Disruptive workplace behaviors addressed in new website

The Johns Hopkins Joint Risk Assessment Team launched in April a redesigned Safe at Hopkins website to help recognize Workplace Violence Awareness Month.

The revamped website emphasizes prevention, early intervention, and a shared responsibility of faculty, staff, and students to report disruptive behaviors before they escalate.

A focus on prevention and early intervention emerged from the work of a Joint Risk Assessment Team subcommittee that formed in 2010. The subcommittee—led by Michelle Carlstrom, senior director of the Office of Work, Life and Engagement and a member of the Joint RATeam—studied data from research, recent workplace cases, and other risk assessment models. Its review led to an expanded range of disruptive workplace behaviors, lists of specific actions for each behavior from RATeam cases, and recommendations for expanding the risk assessment process.

"When a threatening or violent act occurs at Johns Hopkins, the risk assessment process often finds clear places where early intervention could have prevented the behaviors," Carlstrom says.

The revamped site, http://safeathopkins.org, features the recently crafted Johns Hopkins Continuum of Disruptive Workplace Behaviors, which includes inappropriate behavior, disrespectful behavior, mild bullying, moderate to severe bullying, stalking, domestic/intimate partner violence, stated threats, and physical violence and death. The continuum can be used as a tool by individuals who are concerned about behaviors directed at them or others, supervisors for employees they manage, human resources representatives, and the Joint Risk Assessment Team.

Data for analysis:
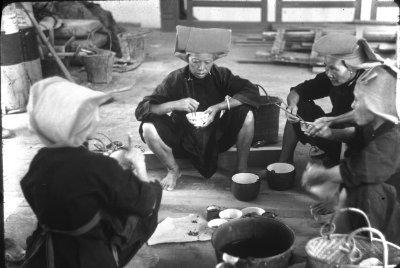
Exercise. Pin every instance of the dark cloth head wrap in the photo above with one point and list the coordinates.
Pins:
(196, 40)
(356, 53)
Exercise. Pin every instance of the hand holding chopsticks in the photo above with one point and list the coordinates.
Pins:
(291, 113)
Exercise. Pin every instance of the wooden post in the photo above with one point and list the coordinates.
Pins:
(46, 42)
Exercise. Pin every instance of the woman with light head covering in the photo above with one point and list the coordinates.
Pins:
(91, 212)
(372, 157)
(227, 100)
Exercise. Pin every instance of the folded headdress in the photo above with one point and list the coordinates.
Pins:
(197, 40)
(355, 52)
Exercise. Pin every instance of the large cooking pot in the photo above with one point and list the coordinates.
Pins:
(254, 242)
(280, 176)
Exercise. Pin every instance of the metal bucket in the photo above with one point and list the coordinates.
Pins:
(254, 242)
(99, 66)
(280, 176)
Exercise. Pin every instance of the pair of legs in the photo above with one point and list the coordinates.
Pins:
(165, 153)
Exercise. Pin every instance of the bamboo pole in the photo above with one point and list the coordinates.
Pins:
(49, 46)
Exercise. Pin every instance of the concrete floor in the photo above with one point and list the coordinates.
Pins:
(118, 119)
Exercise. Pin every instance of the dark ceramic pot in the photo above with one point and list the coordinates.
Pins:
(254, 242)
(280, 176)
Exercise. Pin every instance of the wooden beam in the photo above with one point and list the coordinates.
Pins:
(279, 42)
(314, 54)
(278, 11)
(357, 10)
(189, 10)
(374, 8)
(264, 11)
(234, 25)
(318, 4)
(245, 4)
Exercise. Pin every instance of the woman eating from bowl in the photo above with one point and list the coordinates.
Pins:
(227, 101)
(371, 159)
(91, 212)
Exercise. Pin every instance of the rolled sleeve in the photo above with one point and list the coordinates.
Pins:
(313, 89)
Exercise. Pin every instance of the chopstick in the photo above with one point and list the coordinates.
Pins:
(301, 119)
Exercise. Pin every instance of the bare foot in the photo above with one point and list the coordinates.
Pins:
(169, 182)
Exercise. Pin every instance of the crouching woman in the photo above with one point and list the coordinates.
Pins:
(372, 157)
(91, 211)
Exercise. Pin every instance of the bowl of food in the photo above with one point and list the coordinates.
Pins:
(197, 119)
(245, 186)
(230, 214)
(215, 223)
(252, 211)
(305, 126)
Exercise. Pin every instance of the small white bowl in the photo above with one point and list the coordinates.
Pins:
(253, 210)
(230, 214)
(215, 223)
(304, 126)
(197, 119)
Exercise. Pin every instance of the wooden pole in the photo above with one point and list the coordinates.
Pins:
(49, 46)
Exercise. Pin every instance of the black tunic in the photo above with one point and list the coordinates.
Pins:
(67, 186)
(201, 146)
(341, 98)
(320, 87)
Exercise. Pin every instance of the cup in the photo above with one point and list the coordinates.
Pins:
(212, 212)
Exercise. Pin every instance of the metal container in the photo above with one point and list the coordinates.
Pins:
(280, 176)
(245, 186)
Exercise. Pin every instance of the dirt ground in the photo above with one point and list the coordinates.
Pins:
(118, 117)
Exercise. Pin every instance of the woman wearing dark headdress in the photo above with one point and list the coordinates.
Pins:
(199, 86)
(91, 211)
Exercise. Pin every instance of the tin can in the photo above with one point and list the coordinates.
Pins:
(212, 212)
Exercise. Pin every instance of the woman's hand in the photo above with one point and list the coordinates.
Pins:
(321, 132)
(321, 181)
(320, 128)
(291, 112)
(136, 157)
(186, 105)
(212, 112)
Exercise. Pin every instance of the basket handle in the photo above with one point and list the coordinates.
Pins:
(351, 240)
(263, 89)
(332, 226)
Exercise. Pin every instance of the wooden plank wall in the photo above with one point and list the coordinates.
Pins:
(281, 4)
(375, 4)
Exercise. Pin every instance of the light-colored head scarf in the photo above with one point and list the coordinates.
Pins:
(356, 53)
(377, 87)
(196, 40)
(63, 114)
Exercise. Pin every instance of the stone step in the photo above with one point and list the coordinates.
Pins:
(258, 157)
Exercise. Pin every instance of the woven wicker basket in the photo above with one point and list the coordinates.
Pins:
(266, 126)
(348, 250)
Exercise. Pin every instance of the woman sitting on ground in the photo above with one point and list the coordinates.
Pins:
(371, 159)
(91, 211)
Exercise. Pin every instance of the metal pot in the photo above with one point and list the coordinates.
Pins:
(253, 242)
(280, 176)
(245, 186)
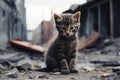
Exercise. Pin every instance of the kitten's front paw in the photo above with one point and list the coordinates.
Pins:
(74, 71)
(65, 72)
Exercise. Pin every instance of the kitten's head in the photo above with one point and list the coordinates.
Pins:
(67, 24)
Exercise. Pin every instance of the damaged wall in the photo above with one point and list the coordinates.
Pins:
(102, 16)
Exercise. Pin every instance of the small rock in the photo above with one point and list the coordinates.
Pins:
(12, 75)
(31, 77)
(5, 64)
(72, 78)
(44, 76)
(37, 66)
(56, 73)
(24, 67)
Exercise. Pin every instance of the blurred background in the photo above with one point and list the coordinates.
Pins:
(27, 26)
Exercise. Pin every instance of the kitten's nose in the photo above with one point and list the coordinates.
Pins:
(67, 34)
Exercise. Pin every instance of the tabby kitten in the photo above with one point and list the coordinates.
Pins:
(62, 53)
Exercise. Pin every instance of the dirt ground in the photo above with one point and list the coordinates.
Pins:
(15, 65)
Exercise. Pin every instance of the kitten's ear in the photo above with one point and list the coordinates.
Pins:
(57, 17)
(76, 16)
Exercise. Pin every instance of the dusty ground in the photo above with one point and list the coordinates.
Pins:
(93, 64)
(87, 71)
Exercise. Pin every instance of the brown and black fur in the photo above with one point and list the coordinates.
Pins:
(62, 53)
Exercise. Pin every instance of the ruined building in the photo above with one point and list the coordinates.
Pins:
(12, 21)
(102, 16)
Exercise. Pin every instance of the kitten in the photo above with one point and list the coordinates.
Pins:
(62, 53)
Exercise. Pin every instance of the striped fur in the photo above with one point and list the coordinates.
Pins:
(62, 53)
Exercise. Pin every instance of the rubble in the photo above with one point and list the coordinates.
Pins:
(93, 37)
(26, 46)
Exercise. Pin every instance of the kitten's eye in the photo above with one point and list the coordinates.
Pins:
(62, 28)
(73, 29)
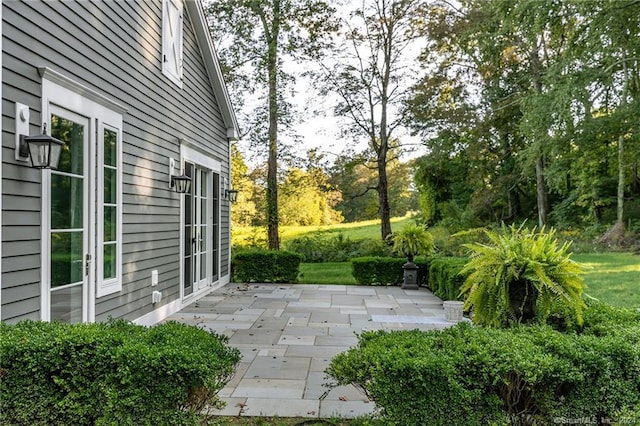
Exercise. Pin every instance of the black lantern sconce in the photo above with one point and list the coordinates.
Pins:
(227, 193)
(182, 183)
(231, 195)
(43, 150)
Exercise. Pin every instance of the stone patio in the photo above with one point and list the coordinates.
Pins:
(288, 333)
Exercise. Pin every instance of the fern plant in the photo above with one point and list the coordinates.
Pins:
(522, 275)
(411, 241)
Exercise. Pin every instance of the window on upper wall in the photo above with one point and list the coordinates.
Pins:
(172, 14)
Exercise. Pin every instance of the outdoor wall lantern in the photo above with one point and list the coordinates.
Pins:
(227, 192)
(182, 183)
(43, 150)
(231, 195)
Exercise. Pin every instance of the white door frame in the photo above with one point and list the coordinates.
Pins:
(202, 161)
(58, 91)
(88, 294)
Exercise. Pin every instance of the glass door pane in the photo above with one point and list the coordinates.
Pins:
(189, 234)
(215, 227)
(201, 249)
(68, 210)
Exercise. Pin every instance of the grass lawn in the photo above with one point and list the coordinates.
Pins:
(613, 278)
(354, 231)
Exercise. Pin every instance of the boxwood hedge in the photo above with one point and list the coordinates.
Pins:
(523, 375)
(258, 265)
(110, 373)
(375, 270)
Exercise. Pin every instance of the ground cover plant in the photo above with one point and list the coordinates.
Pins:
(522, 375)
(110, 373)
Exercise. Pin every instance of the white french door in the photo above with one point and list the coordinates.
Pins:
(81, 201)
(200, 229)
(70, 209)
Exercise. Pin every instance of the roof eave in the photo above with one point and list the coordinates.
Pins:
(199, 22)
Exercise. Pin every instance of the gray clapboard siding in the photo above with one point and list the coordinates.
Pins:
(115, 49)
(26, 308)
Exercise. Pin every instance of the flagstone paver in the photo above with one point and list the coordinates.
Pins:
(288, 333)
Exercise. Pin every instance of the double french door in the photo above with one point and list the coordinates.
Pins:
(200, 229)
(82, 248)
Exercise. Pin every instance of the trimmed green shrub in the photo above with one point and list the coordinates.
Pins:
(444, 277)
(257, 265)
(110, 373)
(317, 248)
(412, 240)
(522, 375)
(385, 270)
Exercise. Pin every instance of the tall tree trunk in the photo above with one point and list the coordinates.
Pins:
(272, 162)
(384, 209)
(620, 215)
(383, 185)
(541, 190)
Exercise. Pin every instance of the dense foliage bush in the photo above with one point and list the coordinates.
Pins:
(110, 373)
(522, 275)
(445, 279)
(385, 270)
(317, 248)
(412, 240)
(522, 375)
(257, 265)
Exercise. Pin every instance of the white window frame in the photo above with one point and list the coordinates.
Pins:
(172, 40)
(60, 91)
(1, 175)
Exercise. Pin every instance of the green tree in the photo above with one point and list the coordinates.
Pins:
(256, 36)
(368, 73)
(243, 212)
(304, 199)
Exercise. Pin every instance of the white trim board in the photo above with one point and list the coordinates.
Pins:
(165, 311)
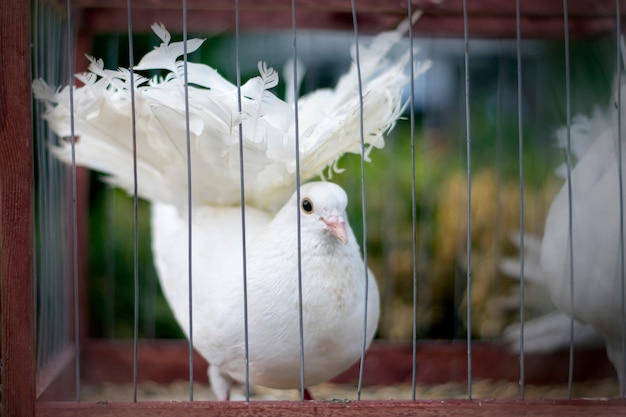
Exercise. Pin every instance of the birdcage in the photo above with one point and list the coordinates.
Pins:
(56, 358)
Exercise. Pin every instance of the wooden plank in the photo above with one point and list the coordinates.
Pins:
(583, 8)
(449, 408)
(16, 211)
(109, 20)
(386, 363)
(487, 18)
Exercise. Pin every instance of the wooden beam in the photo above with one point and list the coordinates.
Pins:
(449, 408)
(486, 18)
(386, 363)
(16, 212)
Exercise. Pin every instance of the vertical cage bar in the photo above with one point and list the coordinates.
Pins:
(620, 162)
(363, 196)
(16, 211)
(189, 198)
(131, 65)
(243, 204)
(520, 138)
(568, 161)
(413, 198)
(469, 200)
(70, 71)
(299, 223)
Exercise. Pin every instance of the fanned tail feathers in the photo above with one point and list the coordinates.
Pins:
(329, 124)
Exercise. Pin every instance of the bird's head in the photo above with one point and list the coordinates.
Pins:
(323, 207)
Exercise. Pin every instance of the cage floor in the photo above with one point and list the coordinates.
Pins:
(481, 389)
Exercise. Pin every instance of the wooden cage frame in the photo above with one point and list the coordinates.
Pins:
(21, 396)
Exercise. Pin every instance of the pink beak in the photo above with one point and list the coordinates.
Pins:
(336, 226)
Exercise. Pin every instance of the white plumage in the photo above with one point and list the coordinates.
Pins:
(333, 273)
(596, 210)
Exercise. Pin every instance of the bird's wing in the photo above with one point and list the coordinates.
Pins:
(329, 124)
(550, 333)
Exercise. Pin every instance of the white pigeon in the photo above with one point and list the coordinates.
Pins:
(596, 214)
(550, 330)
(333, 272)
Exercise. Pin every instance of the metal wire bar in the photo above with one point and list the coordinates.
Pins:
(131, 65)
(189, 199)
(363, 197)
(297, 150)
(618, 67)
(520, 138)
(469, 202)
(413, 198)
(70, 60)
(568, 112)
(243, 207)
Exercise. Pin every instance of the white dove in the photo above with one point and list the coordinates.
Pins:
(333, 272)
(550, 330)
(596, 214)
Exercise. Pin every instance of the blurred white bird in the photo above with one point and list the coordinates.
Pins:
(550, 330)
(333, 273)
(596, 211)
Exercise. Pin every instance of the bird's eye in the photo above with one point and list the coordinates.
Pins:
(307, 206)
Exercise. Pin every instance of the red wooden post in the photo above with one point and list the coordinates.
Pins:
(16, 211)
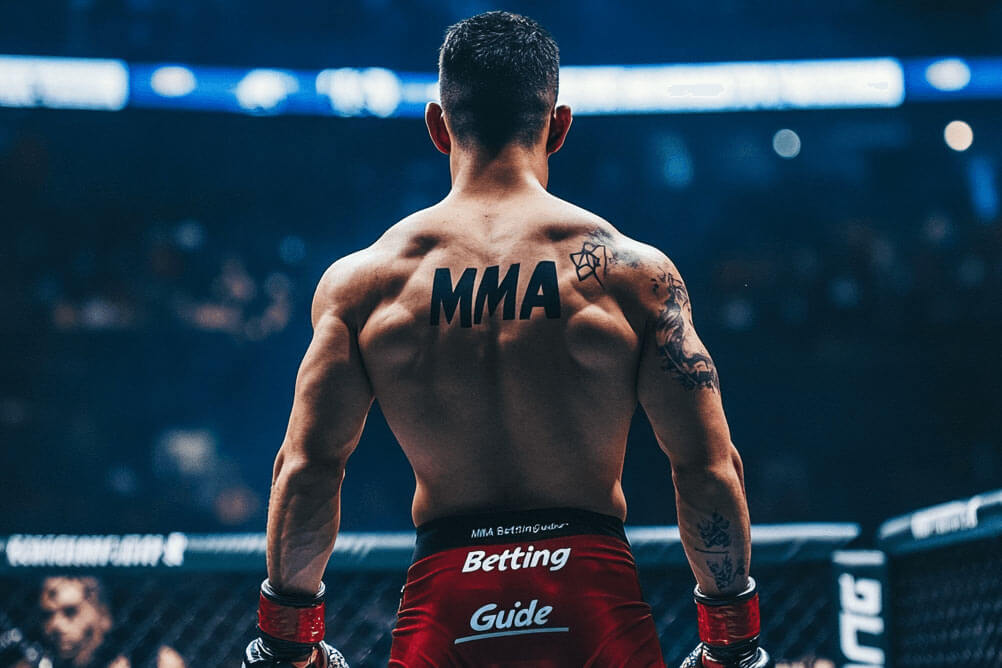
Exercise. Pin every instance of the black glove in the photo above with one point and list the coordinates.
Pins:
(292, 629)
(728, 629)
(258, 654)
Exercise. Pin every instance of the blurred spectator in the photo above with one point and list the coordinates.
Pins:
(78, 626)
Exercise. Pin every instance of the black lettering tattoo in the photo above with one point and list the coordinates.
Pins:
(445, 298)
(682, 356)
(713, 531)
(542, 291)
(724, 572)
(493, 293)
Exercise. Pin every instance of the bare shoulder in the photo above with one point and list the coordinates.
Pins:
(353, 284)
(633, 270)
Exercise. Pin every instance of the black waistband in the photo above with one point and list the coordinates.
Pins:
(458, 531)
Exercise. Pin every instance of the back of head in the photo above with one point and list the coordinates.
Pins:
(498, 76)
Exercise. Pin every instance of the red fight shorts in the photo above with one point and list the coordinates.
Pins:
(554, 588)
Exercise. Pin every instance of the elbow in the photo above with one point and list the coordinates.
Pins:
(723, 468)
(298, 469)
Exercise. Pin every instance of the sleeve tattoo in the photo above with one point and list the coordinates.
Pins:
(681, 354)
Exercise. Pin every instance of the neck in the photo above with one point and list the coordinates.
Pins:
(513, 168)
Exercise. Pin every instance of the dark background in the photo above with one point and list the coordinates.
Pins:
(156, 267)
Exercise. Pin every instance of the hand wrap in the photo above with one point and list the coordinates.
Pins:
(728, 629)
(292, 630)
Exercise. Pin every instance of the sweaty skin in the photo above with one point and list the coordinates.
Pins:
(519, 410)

Required tasks:
[1] Copy the passage of the Safe at Hopkins website article between "Disruptive workplace behaviors addressed" and "before they escalate.", inclusive.
[2] Write the next part of the article about the redesigned Safe at Hopkins website, picking up after its final sentence.

Exercise responses:
[1]
Disruptive workplace behaviors addressed in new website

The Johns Hopkins Joint Risk Assessment Team launched in April a redesigned Safe at Hopkins website to help recognize Workplace Violence Awareness Month.

The revamped website emphasizes prevention, early intervention, and a shared responsibility of faculty, staff, and students to report disruptive behaviors before they escalate.

[2]
The site is organized into five sections: recognize, prevent, respond, refer, and communicate. Faculty, staff, and students can use the site to better understand the range of disruptive workplace behaviors; consider how to respond proactively so that concerning behaviors do not escalate; determine whom to contact about concerning behaviors; and learn about the Workplace Risk Assessment Program, which helps victims, bystanders, and the individuals responsible for the disruptive behaviors get the support they need.

All faculty, staff, and students are responsible for contributing to a safe workplace and academic environment, Carlstrom says. One way to meet this responsibility is to identify safety concerns early and report them to a supervisor or manager, human resources office, academic adviser, or dean of student affairs.

Shawn Celio, assistant director for human resources at the School of Medicine, says, "Human Resources is often contacted to provide urgent assistance to complex and sensitive situations. Partnering with the RATeam provides staff and managers a fair, diligent, and prudent process to cope with the consequences of disruptive workplace behaviors. Our collaborative mission must be that understanding the continuum of violence and intervening early on as a team is our best opportunity to prevent behavior from escalating into violence."